__RECORD SET__.
━━━━━━━━

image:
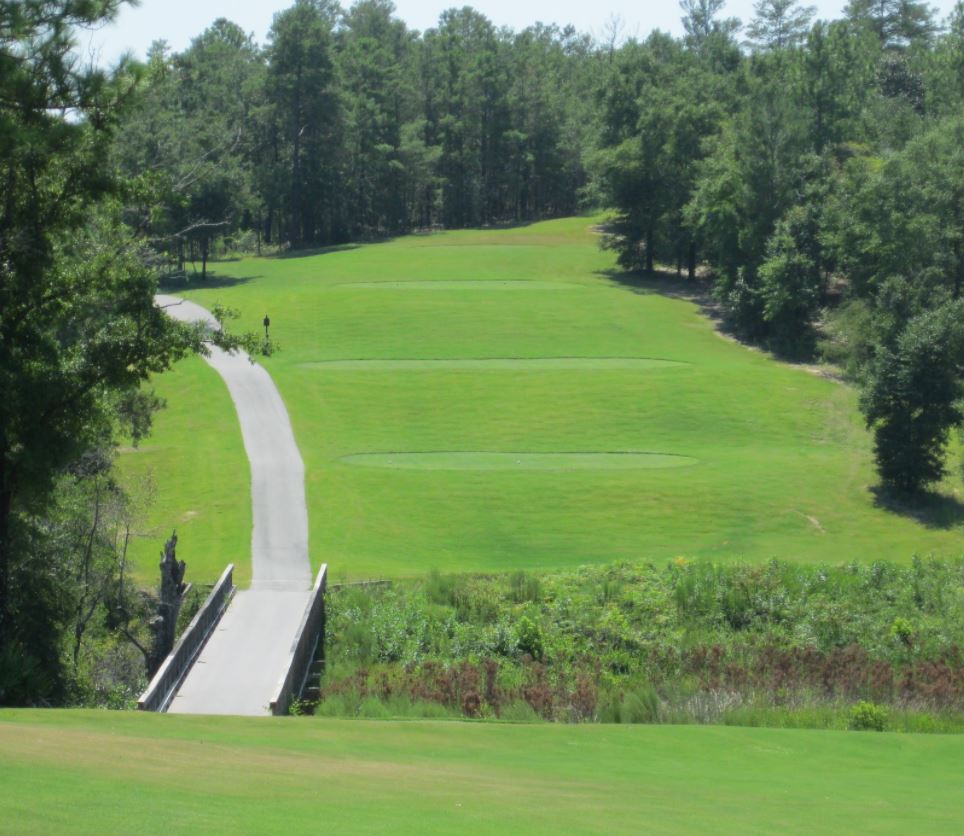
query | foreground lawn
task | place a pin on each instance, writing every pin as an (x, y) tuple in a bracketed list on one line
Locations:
[(445, 389), (103, 772)]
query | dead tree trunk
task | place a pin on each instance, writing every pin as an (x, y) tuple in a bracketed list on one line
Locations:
[(164, 624)]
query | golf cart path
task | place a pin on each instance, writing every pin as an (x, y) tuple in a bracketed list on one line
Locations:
[(239, 668)]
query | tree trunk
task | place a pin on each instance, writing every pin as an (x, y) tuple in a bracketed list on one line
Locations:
[(6, 511), (164, 625)]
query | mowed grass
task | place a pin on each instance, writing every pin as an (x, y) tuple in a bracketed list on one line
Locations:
[(99, 772), (195, 467), (783, 464)]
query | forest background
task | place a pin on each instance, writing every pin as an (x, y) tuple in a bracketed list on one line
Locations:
[(811, 174)]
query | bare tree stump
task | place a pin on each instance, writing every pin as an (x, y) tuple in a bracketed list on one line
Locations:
[(164, 624)]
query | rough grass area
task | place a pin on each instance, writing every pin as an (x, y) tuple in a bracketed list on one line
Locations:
[(776, 645), (94, 772), (784, 463), (195, 466)]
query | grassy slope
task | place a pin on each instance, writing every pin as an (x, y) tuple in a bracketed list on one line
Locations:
[(119, 772), (784, 462), (196, 465)]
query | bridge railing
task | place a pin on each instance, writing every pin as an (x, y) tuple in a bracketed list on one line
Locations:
[(302, 653), (172, 671)]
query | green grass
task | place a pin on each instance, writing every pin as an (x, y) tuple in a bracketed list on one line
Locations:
[(101, 772), (195, 465), (784, 464)]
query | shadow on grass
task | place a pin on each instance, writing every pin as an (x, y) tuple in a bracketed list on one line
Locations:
[(332, 248), (929, 508), (668, 283), (214, 281)]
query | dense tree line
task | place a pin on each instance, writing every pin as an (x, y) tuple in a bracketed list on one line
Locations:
[(814, 173), (817, 171), (347, 124), (814, 168)]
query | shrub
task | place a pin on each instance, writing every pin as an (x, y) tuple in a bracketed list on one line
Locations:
[(867, 716), (641, 705), (902, 630), (530, 638)]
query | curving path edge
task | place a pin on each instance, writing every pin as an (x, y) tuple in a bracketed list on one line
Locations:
[(241, 664)]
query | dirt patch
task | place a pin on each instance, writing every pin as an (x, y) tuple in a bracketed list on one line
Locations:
[(499, 363), (474, 460)]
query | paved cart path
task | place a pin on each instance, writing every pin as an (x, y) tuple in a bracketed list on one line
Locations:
[(240, 667)]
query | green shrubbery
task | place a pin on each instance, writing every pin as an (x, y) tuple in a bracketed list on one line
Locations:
[(867, 716), (632, 643)]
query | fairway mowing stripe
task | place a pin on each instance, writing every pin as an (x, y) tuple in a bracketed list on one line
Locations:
[(467, 284), (496, 363), (473, 460)]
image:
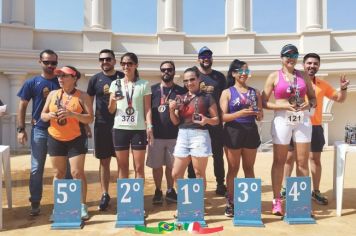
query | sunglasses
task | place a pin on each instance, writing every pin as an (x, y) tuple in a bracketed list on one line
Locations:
[(169, 70), (291, 55), (203, 57), (128, 64), (102, 59), (242, 71), (64, 76), (53, 63), (189, 80)]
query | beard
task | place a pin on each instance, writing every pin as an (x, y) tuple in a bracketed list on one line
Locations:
[(167, 78), (205, 67)]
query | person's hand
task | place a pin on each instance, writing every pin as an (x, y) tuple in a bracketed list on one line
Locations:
[(22, 137), (172, 105), (344, 82), (150, 138)]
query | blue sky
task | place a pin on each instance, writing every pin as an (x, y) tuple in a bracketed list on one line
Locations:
[(200, 16)]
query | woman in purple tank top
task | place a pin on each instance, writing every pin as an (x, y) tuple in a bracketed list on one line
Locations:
[(291, 118), (241, 105)]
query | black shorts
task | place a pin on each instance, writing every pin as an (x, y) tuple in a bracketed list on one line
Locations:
[(104, 147), (124, 138), (241, 135), (68, 149), (317, 142)]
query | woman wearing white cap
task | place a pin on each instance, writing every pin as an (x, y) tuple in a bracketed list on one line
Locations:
[(66, 108), (294, 96)]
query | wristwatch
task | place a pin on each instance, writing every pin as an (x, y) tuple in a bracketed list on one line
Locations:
[(20, 129)]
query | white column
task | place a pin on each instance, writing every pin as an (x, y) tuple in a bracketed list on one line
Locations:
[(17, 12), (97, 14), (170, 16), (16, 80), (239, 24), (313, 14)]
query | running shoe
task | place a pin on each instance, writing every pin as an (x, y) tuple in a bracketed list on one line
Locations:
[(229, 210), (277, 207), (158, 197), (35, 209), (104, 202), (220, 189), (84, 212), (171, 196), (319, 198), (283, 193)]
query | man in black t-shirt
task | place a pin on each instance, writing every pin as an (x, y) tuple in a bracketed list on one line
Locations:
[(164, 132), (98, 87), (213, 82)]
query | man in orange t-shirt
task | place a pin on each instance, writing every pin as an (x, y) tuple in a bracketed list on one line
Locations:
[(311, 63)]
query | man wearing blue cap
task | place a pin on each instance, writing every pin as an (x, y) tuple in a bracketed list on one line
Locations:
[(213, 82)]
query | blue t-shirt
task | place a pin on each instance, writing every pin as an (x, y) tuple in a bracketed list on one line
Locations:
[(38, 89)]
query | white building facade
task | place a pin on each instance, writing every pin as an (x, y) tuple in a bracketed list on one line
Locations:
[(21, 42)]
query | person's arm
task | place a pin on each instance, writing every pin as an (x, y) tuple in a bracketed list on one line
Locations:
[(310, 91), (21, 116), (259, 115), (341, 95)]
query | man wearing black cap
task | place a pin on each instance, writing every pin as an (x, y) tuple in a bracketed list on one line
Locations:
[(213, 82), (98, 87)]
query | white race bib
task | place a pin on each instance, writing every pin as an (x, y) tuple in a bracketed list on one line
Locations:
[(294, 117), (127, 120)]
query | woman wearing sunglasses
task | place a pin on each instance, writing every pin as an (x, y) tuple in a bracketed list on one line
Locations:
[(294, 96), (193, 141), (130, 100), (241, 105), (66, 108)]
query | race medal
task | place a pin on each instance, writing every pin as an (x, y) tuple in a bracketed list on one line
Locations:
[(130, 111), (161, 108)]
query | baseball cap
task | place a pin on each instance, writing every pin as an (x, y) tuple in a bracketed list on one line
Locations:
[(65, 70), (289, 48), (205, 50)]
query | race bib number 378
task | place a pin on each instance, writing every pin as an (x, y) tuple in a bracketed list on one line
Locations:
[(127, 120)]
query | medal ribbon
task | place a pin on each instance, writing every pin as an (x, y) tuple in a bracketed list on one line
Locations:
[(128, 97), (164, 98)]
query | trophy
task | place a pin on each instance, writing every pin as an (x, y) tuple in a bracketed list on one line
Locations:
[(118, 92), (253, 100), (62, 121)]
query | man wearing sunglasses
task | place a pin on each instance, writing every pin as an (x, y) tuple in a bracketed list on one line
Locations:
[(164, 132), (213, 82), (311, 64), (98, 87), (37, 89)]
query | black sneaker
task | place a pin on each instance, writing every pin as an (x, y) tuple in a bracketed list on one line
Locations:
[(171, 197), (158, 197), (229, 210), (35, 209), (104, 202), (220, 189), (319, 198)]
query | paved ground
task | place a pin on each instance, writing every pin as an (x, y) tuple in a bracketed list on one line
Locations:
[(17, 221)]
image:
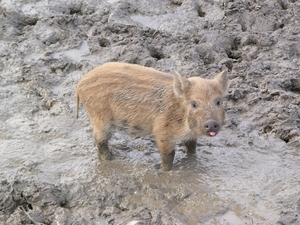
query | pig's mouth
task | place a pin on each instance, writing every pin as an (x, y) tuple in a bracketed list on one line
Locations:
[(212, 133), (211, 127)]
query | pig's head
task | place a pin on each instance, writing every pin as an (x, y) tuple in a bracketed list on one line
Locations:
[(203, 98)]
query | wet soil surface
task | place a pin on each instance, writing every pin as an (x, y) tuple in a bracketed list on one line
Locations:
[(49, 169)]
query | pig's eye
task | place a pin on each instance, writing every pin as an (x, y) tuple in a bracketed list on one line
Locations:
[(194, 104)]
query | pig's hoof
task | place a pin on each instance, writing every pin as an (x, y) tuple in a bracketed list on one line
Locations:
[(166, 167), (105, 156)]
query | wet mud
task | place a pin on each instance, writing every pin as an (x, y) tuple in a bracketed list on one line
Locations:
[(49, 168)]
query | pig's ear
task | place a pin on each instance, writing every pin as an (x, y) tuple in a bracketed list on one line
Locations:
[(180, 84), (222, 78)]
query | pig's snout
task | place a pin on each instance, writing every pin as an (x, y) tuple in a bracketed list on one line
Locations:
[(211, 127)]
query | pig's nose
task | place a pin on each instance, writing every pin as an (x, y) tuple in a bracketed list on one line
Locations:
[(211, 127)]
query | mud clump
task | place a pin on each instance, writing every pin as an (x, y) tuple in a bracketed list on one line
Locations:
[(49, 171)]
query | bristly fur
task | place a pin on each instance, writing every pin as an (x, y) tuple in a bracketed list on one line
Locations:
[(143, 101)]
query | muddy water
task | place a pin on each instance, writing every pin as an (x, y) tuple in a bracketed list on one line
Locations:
[(49, 169)]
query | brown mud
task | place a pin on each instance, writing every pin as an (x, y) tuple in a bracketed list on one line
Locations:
[(49, 169)]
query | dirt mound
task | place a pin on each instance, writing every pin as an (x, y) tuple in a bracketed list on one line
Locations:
[(49, 168)]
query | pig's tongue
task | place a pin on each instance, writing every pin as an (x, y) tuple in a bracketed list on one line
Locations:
[(212, 133)]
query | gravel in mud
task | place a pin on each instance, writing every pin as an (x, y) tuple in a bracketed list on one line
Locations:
[(49, 169)]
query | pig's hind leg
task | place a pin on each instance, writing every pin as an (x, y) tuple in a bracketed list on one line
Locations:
[(101, 135), (191, 146)]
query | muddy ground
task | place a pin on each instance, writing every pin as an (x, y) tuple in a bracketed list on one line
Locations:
[(49, 169)]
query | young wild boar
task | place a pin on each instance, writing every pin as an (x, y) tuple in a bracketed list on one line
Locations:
[(143, 101)]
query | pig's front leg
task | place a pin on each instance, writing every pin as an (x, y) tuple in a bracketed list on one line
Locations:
[(191, 146), (167, 153)]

━━━━━━━━

__EXERCISE AIM__. Say how many lines of the material contain the word "green", with no other text.

__OUTPUT FOR THIS TASK__. 2